#### EXERCISE
Number of lines with "below" in the listing: report it, and nothing else.
+++ RECORDS SHOWN +++
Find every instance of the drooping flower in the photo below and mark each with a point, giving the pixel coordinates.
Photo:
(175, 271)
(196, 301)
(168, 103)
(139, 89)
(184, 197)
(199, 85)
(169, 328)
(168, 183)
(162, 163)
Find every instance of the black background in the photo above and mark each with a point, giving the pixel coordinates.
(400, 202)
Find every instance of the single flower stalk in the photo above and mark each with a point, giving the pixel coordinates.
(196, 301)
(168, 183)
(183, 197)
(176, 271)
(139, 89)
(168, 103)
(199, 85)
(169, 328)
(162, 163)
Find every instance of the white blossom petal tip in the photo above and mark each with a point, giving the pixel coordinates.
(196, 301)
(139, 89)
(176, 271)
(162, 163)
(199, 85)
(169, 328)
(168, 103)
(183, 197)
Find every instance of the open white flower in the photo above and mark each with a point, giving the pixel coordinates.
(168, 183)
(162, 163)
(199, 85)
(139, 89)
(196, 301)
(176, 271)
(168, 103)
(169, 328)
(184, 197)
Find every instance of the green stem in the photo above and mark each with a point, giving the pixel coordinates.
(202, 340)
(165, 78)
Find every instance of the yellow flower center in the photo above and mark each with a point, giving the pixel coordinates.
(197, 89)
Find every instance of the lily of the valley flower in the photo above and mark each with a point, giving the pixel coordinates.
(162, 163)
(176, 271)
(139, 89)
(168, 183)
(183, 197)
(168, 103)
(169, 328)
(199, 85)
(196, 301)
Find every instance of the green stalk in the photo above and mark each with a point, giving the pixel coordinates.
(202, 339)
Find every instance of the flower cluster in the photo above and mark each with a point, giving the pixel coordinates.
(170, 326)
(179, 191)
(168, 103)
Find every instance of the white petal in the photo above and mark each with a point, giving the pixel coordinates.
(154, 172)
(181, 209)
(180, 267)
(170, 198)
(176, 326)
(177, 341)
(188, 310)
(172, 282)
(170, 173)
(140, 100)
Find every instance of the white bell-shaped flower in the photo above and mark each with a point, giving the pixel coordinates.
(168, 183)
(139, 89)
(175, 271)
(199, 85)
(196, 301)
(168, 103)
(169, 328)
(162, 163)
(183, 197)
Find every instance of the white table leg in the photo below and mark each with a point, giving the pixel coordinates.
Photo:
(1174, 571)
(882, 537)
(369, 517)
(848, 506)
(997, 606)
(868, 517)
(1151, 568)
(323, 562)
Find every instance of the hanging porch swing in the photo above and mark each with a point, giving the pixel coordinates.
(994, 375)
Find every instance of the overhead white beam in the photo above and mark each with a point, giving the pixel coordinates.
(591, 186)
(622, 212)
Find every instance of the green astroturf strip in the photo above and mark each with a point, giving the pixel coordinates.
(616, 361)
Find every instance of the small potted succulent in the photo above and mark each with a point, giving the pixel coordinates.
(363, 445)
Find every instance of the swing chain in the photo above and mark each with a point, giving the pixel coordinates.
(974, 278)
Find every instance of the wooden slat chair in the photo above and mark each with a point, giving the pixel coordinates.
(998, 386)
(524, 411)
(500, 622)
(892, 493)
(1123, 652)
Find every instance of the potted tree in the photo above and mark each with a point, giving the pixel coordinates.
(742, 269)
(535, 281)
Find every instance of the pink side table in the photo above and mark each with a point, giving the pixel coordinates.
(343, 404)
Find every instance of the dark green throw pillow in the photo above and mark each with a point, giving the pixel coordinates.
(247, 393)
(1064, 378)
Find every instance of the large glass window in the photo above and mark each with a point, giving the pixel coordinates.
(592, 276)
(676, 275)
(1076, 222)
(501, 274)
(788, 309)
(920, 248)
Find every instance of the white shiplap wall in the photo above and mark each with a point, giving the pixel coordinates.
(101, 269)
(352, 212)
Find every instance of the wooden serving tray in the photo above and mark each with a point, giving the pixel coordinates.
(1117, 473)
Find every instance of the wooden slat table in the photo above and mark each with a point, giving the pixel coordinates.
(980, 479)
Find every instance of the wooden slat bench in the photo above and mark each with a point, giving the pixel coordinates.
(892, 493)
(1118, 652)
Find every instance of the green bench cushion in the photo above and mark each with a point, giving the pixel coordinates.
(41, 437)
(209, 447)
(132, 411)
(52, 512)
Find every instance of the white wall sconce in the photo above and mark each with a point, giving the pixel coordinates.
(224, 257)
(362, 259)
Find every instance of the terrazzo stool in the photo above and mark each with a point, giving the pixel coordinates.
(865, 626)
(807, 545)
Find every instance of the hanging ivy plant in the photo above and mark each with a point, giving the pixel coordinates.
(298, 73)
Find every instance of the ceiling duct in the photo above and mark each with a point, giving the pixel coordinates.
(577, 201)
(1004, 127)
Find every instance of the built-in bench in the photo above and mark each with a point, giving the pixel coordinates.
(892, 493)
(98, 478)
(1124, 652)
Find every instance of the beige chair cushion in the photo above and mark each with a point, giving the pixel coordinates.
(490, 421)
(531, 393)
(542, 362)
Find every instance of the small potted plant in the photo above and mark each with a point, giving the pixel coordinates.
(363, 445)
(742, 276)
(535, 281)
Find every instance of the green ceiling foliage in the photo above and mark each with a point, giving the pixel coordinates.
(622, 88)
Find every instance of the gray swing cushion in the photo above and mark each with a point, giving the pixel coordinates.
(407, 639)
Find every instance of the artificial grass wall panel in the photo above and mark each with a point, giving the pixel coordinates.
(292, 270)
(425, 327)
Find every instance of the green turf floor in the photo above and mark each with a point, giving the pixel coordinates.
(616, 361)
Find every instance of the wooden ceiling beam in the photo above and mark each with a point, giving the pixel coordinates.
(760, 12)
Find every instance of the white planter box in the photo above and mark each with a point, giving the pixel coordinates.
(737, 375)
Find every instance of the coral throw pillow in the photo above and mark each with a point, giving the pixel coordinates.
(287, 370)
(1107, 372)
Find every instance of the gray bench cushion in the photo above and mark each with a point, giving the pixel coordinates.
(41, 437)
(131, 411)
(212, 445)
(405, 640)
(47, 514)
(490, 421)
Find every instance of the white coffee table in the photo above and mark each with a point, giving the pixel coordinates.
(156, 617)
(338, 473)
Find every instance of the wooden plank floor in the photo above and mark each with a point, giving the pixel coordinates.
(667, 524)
+++
#### SOLUTION FOR THIS EXERCISE
2